Locate each line in the listing below that contains the string "item" with matching case, and copy every such line.

SOURCE DATA:
********************

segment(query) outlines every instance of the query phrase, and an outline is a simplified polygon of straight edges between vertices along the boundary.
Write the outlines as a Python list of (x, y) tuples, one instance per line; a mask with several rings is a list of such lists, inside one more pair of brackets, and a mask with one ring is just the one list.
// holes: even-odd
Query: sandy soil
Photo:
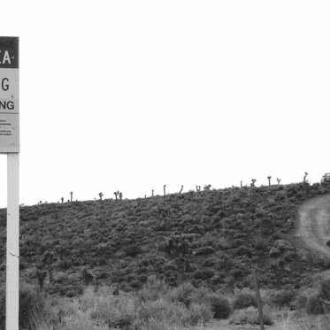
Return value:
[(311, 199), (299, 210), (296, 236), (312, 250), (330, 257), (330, 195)]

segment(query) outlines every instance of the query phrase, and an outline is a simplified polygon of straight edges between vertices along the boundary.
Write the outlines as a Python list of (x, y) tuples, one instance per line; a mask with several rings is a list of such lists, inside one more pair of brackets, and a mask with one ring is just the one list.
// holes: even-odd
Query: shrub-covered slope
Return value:
[[(150, 275), (242, 288), (256, 266), (264, 288), (299, 287), (329, 264), (297, 248), (297, 211), (327, 193), (302, 183), (23, 206), (21, 277), (73, 295), (88, 282), (138, 288)], [(5, 235), (0, 210), (3, 271)]]

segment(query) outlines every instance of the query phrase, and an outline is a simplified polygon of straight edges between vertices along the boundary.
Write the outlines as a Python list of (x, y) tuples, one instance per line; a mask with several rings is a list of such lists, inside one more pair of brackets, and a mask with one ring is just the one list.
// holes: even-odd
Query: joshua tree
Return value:
[(211, 188), (211, 185), (206, 185), (203, 188), (203, 189), (206, 190), (206, 191), (210, 191), (210, 188)]
[(42, 255), (42, 263), (44, 266), (48, 267), (50, 274), (50, 283), (53, 281), (53, 264), (58, 260), (55, 252), (46, 251)]
[(38, 280), (38, 284), (39, 284), (40, 289), (42, 291), (43, 283), (44, 283), (45, 278), (47, 276), (47, 272), (39, 271), (39, 269), (38, 269), (36, 271), (35, 276), (36, 276), (36, 279)]

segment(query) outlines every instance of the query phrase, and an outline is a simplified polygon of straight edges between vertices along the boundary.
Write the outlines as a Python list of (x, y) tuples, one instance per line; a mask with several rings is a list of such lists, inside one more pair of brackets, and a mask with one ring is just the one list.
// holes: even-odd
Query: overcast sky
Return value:
[[(1, 1), (20, 203), (330, 172), (330, 2)], [(0, 155), (0, 207), (6, 156)]]

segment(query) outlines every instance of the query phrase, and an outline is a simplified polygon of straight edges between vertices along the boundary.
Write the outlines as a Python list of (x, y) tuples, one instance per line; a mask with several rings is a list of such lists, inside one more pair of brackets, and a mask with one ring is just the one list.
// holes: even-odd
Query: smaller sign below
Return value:
[(19, 152), (19, 114), (0, 116), (0, 152)]
[(19, 152), (19, 38), (0, 36), (0, 153)]

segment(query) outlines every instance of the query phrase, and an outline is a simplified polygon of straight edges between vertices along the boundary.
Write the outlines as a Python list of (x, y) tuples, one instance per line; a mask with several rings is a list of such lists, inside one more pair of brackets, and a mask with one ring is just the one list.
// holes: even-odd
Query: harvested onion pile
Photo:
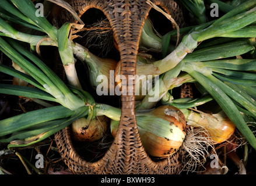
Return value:
[[(142, 31), (135, 110), (146, 151), (165, 158), (193, 149), (192, 143), (186, 142), (189, 127), (205, 130), (202, 141), (213, 145), (227, 141), (237, 128), (256, 149), (255, 134), (247, 124), (256, 119), (256, 1), (232, 1), (229, 7), (233, 9), (225, 9), (223, 16), (211, 22), (207, 21), (203, 1), (181, 2), (195, 25), (161, 35), (148, 18)], [(110, 128), (114, 138), (121, 116), (116, 104), (122, 93), (120, 56), (102, 58), (89, 51), (73, 40), (77, 35), (69, 35), (71, 30), (79, 33), (84, 25), (66, 23), (57, 28), (45, 17), (35, 17), (30, 0), (1, 0), (0, 8), (0, 50), (15, 65), (15, 69), (0, 65), (0, 71), (15, 80), (12, 85), (0, 84), (0, 93), (52, 103), (1, 120), (0, 142), (8, 148), (28, 146), (69, 125), (76, 141), (97, 141)], [(41, 34), (18, 31), (10, 22)], [(37, 56), (40, 45), (58, 49), (67, 83)], [(112, 49), (118, 53), (115, 46)], [(76, 60), (87, 68), (78, 69)], [(187, 83), (197, 92), (193, 98), (177, 96)], [(208, 108), (212, 104), (215, 110)]]

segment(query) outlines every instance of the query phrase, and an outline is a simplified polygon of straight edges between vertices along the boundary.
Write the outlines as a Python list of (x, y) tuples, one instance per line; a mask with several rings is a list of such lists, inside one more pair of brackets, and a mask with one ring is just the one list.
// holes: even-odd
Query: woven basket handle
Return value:
[[(100, 160), (91, 163), (83, 159), (72, 145), (68, 128), (55, 135), (56, 143), (62, 158), (76, 173), (165, 174), (176, 171), (170, 159), (164, 159), (157, 162), (151, 160), (143, 147), (136, 121), (136, 62), (142, 30), (151, 9), (146, 1), (73, 0), (71, 2), (80, 17), (92, 8), (101, 10), (106, 16), (120, 52), (121, 75), (125, 77), (122, 80), (122, 108), (118, 130), (113, 143)], [(169, 14), (172, 15), (173, 11), (177, 10), (177, 7), (173, 10), (173, 6), (176, 5), (173, 5), (175, 2), (173, 0), (152, 0), (152, 2), (162, 6)]]

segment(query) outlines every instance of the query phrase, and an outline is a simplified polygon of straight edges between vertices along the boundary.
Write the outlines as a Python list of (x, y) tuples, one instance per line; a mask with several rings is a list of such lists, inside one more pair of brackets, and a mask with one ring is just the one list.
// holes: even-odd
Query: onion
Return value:
[[(160, 106), (146, 113), (136, 113), (136, 119), (143, 146), (148, 154), (166, 157), (181, 146), (185, 136), (185, 119), (177, 108)], [(115, 137), (119, 121), (111, 120), (110, 129)]]
[(109, 127), (109, 119), (105, 116), (87, 120), (78, 119), (71, 125), (71, 136), (78, 141), (92, 142), (103, 138)]
[(234, 133), (236, 126), (223, 111), (212, 115), (204, 112), (181, 109), (189, 126), (204, 127), (215, 144), (227, 140)]

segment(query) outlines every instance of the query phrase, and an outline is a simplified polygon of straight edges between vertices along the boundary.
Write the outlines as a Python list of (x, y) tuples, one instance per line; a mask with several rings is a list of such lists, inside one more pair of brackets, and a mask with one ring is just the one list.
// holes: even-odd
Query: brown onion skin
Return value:
[(85, 119), (82, 119), (82, 123), (77, 126), (71, 125), (71, 137), (75, 141), (92, 142), (99, 140), (109, 129), (110, 119), (107, 116), (97, 116), (90, 121)]
[[(165, 114), (164, 110), (166, 109), (173, 110), (174, 113), (177, 114), (177, 119), (170, 115)], [(160, 106), (149, 113), (169, 121), (170, 125), (176, 126), (185, 134), (185, 118), (182, 112), (177, 108), (170, 105)], [(111, 134), (114, 137), (115, 137), (118, 128), (118, 125), (116, 124), (112, 128)], [(177, 152), (182, 145), (182, 142), (164, 138), (150, 132), (145, 131), (145, 130), (142, 130), (143, 131), (140, 132), (141, 140), (146, 152), (150, 156), (158, 158), (169, 156)]]

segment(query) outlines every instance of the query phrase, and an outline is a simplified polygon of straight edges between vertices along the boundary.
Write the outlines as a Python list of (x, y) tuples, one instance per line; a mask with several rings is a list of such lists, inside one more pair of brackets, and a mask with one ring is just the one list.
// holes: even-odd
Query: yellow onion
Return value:
[(92, 142), (102, 138), (109, 128), (109, 119), (100, 116), (92, 120), (85, 117), (72, 123), (71, 134), (72, 138), (78, 141)]
[[(137, 113), (137, 126), (143, 147), (155, 157), (173, 154), (181, 146), (185, 136), (185, 119), (177, 108), (160, 106), (146, 113)], [(115, 137), (119, 121), (112, 120), (111, 134)]]
[(227, 140), (235, 131), (235, 125), (223, 110), (213, 115), (188, 109), (181, 110), (188, 125), (205, 128), (209, 137), (216, 144)]

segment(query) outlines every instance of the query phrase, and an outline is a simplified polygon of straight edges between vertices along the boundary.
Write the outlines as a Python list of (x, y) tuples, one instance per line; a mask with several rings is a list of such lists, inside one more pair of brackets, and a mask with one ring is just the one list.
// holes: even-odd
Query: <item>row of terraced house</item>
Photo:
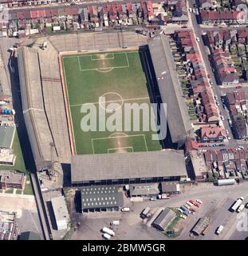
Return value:
[(185, 56), (186, 67), (189, 74), (191, 95), (199, 122), (218, 123), (218, 114), (213, 98), (207, 74), (196, 48), (192, 31), (175, 31), (175, 37), (181, 53)]
[[(0, 0), (1, 1), (1, 0)], [(5, 0), (6, 1), (6, 0)], [(103, 3), (102, 5), (53, 6), (10, 8), (0, 25), (3, 36), (26, 36), (60, 30), (103, 29), (120, 26), (155, 25), (188, 21), (185, 0), (152, 2)], [(3, 21), (4, 22), (4, 21)]]
[(199, 0), (199, 14), (203, 24), (247, 23), (246, 18), (246, 2), (242, 0), (214, 1)]

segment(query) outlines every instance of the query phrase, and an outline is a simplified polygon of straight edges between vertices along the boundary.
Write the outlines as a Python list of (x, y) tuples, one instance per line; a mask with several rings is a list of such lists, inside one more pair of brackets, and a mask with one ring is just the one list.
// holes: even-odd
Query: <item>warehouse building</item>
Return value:
[(0, 188), (6, 190), (14, 188), (23, 190), (26, 182), (26, 177), (23, 173), (13, 172), (9, 170), (0, 170)]
[(161, 100), (167, 104), (170, 140), (181, 147), (194, 134), (168, 39), (160, 34), (149, 39), (148, 47), (155, 70), (152, 81), (157, 83), (153, 86), (158, 86)]
[(165, 208), (152, 222), (152, 226), (161, 231), (164, 231), (175, 217), (175, 211)]
[(81, 189), (82, 212), (115, 211), (123, 204), (117, 186), (89, 186)]
[(51, 203), (57, 230), (67, 229), (67, 224), (69, 222), (69, 216), (65, 198), (63, 196), (53, 198), (51, 199)]
[(0, 211), (0, 241), (15, 240), (18, 234), (15, 213)]
[(187, 177), (183, 150), (72, 156), (73, 186), (155, 183)]
[(180, 185), (178, 182), (161, 182), (162, 193), (179, 194)]
[(207, 228), (209, 222), (210, 218), (200, 218), (192, 229), (192, 233), (196, 235), (200, 235)]
[(130, 185), (131, 197), (155, 196), (159, 194), (159, 186), (155, 184)]
[(15, 126), (0, 126), (0, 148), (11, 149)]

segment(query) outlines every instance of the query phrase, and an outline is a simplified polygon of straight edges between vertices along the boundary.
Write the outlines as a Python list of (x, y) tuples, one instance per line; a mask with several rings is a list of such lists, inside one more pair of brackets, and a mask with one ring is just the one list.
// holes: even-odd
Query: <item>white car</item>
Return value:
[(187, 202), (187, 204), (188, 206), (193, 206), (193, 204), (192, 204), (191, 202), (190, 202), (189, 201)]
[(186, 219), (186, 218), (187, 218), (187, 217), (186, 217), (185, 215), (183, 215), (183, 214), (180, 214), (180, 217), (183, 218), (184, 218), (184, 219)]

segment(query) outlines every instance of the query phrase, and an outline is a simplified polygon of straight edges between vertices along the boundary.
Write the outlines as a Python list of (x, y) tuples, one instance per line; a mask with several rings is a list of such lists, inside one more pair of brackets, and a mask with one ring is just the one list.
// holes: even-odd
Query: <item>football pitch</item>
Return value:
[[(159, 141), (152, 139), (152, 134), (155, 135), (155, 132), (142, 129), (142, 114), (136, 119), (134, 116), (130, 118), (130, 127), (140, 122), (141, 129), (139, 130), (131, 129), (126, 131), (124, 126), (117, 130), (99, 129), (99, 120), (102, 118), (100, 108), (105, 110), (108, 118), (115, 111), (111, 112), (109, 110), (113, 109), (108, 108), (112, 103), (119, 104), (121, 110), (124, 110), (125, 103), (137, 103), (139, 106), (147, 103), (151, 106), (149, 86), (143, 62), (142, 53), (138, 50), (85, 53), (62, 57), (68, 110), (77, 154), (162, 149)], [(101, 99), (104, 99), (104, 105), (102, 105)], [(85, 131), (81, 128), (81, 121), (88, 113), (81, 113), (81, 110), (82, 106), (89, 105), (96, 106), (97, 128)], [(124, 115), (120, 119), (124, 122)], [(155, 125), (153, 119), (150, 122)]]

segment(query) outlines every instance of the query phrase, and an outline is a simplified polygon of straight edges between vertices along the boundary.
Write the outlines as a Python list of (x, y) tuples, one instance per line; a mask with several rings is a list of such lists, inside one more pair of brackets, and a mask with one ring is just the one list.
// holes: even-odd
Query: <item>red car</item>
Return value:
[(200, 205), (198, 202), (195, 202), (194, 206), (196, 206), (196, 207), (199, 207)]

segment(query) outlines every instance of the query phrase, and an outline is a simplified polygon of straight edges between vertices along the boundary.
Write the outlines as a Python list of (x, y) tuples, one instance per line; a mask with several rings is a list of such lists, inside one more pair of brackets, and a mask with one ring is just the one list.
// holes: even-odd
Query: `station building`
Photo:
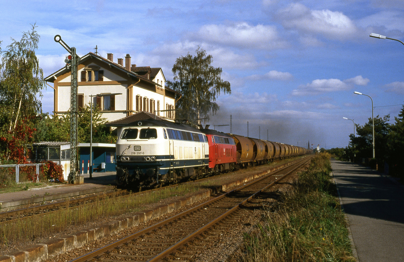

********************

SOLUTION FOR THIS TASK:
Query: <item>row of terraced house</item>
Query: <item>warehouse building</item>
Query: <item>white car</item>
Query: <item>football pitch</item>
Query: <item>red car</item>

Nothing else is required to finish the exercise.